Required work | From the records below, copy out each line that has the word "could".
[Records supplied]
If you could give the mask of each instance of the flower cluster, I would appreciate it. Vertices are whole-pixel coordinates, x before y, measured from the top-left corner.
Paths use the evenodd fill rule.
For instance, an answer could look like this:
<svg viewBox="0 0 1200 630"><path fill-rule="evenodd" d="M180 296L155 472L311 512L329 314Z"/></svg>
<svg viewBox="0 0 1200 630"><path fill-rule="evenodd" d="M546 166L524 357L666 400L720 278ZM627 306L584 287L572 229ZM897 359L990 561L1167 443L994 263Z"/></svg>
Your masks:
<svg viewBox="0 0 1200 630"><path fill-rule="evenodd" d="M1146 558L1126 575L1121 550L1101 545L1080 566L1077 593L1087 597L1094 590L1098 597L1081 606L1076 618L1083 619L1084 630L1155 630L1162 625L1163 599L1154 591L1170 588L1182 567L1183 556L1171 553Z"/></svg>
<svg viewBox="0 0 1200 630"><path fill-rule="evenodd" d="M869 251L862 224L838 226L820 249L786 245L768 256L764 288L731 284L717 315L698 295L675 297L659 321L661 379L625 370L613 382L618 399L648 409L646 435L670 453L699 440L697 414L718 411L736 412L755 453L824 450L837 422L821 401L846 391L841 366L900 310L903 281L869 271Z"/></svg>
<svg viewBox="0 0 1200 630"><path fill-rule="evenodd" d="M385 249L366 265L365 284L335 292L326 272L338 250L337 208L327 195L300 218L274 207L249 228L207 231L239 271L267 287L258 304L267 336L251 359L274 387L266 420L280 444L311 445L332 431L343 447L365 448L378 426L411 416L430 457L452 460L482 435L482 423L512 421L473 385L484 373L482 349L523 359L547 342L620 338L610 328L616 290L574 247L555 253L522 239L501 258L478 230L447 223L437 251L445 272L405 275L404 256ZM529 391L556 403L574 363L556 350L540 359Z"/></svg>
[/Records supplied]
Task response |
If you could give the mask of each instance of the flower cluster, I would appreciate it. Vertices are whole-pixel coordinates, x before y, measured from the top-left corner.
For instance, an answer could look like this:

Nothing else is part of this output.